→ What the task requires
Pull every line from the data below that contains the string "grey". Treat the match as case-sensitive.

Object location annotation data
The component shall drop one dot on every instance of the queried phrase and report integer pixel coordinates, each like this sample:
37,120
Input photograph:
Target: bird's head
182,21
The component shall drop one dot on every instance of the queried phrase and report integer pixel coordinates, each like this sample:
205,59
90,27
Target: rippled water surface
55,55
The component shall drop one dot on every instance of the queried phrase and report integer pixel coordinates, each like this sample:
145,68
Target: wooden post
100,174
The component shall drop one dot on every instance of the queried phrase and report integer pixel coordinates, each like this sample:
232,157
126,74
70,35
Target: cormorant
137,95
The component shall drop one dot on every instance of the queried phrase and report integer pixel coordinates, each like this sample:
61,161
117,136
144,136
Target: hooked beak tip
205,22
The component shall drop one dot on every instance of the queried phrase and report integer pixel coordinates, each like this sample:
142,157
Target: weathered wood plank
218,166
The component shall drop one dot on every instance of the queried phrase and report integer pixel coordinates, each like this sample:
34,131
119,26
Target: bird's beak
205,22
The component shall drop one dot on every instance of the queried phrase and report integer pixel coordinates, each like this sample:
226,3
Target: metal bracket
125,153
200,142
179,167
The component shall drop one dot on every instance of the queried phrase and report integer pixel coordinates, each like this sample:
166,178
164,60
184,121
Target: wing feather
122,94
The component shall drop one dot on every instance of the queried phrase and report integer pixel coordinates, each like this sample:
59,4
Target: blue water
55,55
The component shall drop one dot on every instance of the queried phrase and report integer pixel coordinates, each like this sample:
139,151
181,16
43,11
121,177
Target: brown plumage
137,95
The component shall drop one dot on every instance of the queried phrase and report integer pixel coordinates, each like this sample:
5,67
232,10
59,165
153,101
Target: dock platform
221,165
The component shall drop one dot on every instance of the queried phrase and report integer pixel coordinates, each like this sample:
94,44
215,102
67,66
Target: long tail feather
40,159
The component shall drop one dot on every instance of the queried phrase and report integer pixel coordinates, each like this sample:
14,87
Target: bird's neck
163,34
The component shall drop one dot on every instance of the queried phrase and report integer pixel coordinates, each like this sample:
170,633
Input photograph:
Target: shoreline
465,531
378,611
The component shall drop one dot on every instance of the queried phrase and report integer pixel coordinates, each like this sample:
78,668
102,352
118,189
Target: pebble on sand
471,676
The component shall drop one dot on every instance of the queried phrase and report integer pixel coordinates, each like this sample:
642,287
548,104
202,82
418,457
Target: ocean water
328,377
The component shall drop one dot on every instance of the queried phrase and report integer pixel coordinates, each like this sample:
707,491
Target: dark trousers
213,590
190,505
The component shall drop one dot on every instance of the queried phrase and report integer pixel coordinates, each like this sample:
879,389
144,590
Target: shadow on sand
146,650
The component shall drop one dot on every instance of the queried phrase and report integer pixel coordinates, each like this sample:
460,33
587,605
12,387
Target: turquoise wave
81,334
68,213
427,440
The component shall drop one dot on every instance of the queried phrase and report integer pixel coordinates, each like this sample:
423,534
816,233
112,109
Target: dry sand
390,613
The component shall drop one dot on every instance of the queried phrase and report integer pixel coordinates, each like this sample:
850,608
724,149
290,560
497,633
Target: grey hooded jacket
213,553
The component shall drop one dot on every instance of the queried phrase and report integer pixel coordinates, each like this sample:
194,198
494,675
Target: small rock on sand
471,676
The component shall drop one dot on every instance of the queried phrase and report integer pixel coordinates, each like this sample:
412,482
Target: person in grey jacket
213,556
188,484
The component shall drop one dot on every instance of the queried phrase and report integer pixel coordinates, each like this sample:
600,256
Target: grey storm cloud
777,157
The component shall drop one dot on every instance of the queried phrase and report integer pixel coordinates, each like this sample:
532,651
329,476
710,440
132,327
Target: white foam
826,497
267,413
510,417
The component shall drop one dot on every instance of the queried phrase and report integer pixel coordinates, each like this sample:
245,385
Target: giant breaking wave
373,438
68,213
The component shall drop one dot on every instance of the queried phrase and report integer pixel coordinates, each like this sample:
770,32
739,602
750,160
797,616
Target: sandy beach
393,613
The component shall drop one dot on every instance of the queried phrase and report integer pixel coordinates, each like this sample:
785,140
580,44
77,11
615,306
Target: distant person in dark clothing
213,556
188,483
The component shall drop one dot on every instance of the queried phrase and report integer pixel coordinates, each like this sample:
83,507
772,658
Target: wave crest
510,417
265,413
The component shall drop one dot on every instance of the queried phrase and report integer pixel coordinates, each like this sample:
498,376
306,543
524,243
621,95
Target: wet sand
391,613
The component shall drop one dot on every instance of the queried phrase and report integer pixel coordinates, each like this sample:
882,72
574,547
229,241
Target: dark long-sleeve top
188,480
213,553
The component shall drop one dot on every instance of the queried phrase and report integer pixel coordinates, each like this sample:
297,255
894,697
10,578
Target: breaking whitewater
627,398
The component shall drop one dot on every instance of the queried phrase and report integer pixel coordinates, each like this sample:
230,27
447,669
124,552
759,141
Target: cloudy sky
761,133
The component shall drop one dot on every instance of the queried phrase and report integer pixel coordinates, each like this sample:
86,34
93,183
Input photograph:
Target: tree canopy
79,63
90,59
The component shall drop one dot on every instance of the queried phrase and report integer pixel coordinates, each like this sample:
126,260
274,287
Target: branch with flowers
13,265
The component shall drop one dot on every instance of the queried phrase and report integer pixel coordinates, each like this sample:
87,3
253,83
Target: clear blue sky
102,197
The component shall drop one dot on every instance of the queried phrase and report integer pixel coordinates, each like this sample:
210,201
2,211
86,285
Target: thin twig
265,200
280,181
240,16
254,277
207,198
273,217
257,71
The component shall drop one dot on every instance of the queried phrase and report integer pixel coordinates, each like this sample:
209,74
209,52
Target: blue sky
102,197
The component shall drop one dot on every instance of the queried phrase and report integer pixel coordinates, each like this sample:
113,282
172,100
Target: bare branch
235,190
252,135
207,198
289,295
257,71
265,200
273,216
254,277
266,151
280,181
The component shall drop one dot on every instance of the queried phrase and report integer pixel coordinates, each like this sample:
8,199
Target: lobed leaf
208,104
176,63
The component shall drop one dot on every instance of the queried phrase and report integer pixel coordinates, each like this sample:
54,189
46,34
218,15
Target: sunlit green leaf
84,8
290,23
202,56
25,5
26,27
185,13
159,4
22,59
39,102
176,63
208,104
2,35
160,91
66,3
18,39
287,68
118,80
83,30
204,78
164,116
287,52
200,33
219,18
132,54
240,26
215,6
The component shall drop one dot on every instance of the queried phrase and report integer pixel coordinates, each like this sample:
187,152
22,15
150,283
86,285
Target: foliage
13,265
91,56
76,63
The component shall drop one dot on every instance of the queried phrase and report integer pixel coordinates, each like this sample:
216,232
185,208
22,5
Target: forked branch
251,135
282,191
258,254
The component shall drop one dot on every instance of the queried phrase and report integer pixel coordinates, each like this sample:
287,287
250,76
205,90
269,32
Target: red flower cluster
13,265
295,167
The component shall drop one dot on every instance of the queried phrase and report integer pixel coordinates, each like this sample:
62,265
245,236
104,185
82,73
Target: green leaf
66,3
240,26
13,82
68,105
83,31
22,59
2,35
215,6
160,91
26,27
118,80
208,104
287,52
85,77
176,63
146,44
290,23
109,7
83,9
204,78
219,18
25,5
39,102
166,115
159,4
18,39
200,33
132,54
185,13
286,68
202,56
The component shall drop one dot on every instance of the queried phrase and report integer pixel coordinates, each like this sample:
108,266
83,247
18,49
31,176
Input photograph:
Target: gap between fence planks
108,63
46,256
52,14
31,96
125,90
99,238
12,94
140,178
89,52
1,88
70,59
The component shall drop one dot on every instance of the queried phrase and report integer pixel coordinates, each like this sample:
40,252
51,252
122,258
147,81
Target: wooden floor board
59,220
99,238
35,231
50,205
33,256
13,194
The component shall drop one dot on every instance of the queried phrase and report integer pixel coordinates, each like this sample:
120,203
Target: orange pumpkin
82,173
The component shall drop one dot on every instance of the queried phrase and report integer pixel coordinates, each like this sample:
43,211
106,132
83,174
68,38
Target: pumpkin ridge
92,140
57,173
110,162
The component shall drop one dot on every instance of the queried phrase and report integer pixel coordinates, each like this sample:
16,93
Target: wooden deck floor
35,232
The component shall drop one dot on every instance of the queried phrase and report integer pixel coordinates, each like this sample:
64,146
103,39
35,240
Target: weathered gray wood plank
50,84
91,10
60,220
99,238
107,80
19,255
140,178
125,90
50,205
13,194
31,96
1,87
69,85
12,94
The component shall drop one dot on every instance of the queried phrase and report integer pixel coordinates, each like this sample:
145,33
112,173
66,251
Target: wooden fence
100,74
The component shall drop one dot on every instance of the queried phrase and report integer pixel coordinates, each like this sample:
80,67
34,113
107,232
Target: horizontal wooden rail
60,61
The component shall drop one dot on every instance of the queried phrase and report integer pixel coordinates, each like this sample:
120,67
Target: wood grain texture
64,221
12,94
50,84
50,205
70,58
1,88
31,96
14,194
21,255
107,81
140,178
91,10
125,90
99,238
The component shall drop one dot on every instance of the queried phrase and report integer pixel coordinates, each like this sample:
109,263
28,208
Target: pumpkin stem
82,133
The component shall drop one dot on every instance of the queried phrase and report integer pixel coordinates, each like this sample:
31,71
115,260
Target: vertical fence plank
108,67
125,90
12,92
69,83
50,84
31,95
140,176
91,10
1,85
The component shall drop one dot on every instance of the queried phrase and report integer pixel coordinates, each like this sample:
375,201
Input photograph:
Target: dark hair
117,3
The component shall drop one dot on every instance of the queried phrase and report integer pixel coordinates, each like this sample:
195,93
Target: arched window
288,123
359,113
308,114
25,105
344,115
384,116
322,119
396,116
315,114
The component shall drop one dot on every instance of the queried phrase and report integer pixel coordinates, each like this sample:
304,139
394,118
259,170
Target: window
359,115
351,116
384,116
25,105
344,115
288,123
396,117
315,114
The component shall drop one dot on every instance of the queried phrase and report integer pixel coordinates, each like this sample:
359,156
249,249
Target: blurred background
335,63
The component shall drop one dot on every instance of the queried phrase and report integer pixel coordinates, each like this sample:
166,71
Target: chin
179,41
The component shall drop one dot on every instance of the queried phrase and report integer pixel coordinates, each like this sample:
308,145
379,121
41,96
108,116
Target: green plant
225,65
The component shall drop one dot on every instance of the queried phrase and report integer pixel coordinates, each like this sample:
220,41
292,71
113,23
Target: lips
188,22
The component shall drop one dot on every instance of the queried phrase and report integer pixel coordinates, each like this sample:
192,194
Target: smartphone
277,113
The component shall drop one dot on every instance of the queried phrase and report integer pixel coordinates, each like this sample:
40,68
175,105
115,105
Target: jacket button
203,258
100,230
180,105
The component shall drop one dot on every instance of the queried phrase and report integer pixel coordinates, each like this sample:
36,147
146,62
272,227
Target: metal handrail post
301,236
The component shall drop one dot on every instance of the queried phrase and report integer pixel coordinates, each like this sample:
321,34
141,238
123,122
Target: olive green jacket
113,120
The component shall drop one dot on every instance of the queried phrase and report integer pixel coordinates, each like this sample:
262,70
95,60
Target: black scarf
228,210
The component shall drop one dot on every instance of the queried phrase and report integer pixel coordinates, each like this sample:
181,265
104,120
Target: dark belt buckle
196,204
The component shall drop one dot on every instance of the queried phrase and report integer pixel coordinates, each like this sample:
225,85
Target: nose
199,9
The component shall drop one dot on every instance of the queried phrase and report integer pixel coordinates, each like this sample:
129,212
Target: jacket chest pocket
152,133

→ Answer for the task
Target: grey hooded jacket
Target: person in grey jacket
Target: grey storm cloud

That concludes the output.